▶ What is being asked: Search the entries for the word "window". Copy each line in which it is found.

▶ Point-per-instance localization data:

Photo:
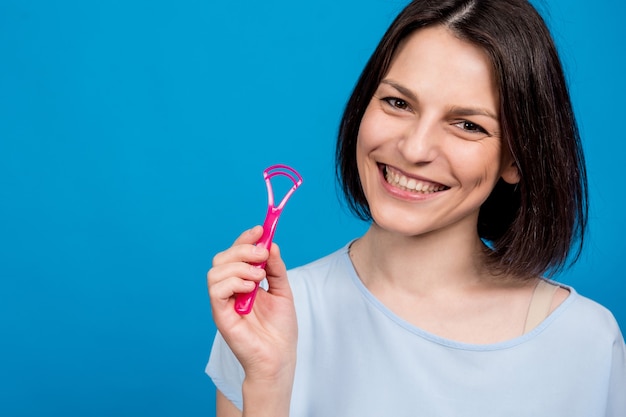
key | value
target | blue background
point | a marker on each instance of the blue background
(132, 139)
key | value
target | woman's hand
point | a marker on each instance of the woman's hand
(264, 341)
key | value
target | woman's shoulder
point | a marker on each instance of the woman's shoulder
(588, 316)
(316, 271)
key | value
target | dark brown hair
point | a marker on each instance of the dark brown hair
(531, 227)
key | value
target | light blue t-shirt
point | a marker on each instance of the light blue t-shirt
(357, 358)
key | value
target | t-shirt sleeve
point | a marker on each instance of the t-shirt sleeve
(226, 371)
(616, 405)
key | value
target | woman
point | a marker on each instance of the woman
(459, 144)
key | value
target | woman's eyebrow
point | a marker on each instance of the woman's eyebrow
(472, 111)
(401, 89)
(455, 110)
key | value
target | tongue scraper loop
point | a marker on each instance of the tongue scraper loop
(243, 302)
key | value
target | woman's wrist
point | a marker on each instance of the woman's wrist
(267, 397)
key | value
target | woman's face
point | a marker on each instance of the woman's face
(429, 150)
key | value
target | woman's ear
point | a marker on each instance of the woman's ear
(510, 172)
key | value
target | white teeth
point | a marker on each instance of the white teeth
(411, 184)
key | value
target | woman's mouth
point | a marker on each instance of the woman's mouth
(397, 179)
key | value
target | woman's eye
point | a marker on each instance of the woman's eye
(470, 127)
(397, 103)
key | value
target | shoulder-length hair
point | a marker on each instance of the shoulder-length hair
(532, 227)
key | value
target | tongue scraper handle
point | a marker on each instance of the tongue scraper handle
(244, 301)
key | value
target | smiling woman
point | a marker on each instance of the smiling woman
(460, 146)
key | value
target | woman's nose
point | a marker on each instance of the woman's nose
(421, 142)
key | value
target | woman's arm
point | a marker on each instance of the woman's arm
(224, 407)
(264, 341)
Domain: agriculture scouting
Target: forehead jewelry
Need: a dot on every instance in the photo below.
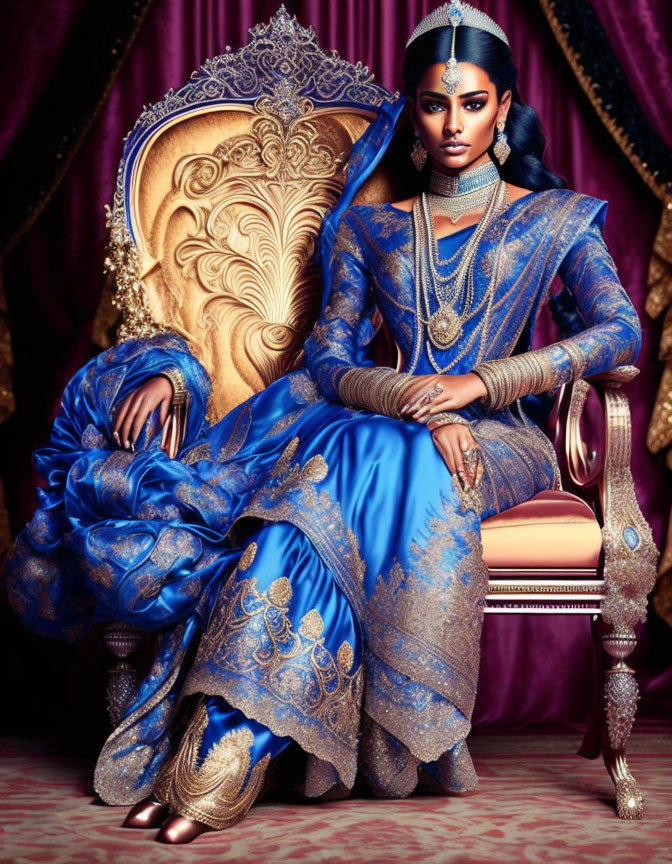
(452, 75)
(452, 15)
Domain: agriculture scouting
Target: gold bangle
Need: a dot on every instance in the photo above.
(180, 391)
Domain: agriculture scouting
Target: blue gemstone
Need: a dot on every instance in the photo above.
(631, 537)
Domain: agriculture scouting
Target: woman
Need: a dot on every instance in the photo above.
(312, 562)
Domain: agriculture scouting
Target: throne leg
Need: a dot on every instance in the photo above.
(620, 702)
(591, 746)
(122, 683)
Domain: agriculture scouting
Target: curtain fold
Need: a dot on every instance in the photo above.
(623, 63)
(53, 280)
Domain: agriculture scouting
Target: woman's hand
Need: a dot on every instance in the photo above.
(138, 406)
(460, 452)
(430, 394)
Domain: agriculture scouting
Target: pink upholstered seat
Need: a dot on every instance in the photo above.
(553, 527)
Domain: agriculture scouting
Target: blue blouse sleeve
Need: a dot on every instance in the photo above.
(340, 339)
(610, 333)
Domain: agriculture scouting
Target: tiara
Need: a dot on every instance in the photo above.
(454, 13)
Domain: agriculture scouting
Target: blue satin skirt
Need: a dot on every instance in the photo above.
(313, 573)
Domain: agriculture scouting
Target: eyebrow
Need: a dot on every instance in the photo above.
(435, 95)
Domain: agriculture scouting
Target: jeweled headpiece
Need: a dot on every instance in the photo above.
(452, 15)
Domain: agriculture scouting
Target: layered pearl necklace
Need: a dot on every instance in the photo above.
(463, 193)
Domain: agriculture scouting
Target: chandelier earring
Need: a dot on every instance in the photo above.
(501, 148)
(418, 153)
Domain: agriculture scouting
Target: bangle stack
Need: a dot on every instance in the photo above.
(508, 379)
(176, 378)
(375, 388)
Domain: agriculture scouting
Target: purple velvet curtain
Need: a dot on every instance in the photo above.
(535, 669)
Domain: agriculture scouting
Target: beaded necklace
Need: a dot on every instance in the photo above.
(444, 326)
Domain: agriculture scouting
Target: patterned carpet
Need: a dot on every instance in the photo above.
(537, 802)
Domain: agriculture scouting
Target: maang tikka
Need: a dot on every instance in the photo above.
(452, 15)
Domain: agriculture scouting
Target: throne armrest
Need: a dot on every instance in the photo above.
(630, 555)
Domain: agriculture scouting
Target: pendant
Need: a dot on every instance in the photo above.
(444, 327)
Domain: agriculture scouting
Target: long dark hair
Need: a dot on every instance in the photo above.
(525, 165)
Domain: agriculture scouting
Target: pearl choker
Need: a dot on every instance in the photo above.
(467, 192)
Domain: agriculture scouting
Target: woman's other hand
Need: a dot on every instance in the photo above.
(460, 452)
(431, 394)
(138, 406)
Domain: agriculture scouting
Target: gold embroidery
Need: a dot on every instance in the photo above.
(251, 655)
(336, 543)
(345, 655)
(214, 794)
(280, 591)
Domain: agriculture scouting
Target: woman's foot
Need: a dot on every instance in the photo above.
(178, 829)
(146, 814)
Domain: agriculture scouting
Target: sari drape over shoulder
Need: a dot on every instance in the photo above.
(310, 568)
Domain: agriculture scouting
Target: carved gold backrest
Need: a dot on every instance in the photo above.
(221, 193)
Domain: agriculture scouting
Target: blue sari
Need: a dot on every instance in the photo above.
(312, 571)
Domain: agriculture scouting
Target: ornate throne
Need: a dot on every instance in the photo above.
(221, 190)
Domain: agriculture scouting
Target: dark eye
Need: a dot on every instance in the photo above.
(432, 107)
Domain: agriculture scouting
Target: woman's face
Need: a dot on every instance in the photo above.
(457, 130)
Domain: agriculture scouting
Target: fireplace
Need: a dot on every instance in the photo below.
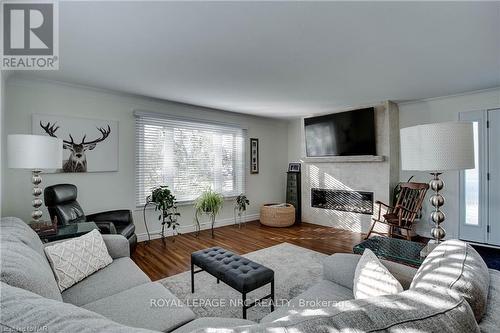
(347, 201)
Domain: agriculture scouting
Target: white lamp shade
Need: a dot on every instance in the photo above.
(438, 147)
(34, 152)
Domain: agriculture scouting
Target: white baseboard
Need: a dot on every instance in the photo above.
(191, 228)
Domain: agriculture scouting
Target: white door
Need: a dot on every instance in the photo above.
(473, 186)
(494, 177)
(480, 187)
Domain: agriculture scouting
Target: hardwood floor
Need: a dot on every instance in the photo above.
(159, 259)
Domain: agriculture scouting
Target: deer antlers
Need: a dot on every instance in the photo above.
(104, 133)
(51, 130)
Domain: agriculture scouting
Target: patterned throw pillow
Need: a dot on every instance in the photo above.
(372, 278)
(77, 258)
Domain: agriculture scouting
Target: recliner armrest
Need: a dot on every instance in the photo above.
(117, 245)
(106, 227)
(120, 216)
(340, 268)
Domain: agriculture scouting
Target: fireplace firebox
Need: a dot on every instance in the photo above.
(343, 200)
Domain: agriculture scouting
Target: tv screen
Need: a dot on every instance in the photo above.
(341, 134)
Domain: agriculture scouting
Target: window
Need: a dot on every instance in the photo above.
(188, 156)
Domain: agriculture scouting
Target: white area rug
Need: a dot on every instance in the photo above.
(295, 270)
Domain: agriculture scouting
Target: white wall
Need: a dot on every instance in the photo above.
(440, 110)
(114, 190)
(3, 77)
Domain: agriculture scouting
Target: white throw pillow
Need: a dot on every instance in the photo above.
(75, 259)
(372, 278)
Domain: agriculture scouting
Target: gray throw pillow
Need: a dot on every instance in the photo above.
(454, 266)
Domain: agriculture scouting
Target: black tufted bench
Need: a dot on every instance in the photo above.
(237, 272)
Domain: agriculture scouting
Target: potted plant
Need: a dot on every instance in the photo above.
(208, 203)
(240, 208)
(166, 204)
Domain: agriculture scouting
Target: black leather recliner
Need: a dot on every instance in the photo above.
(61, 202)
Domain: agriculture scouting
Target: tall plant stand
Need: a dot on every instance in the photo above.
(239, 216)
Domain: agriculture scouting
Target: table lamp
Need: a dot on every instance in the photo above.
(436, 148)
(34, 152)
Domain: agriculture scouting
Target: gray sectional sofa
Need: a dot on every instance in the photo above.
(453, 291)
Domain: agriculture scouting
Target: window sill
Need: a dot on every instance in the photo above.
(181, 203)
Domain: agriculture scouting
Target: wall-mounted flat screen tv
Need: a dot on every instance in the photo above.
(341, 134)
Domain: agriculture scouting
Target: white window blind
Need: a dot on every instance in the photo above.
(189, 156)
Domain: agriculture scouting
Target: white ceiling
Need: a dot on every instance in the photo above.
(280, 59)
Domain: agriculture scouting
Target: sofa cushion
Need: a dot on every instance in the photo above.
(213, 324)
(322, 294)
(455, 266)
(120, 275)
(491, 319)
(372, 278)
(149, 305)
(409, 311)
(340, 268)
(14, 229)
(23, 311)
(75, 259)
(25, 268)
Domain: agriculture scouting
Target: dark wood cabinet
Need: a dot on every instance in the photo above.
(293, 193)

▶ Reply to the task:
Target: window
Target: window sill
Target: white window blind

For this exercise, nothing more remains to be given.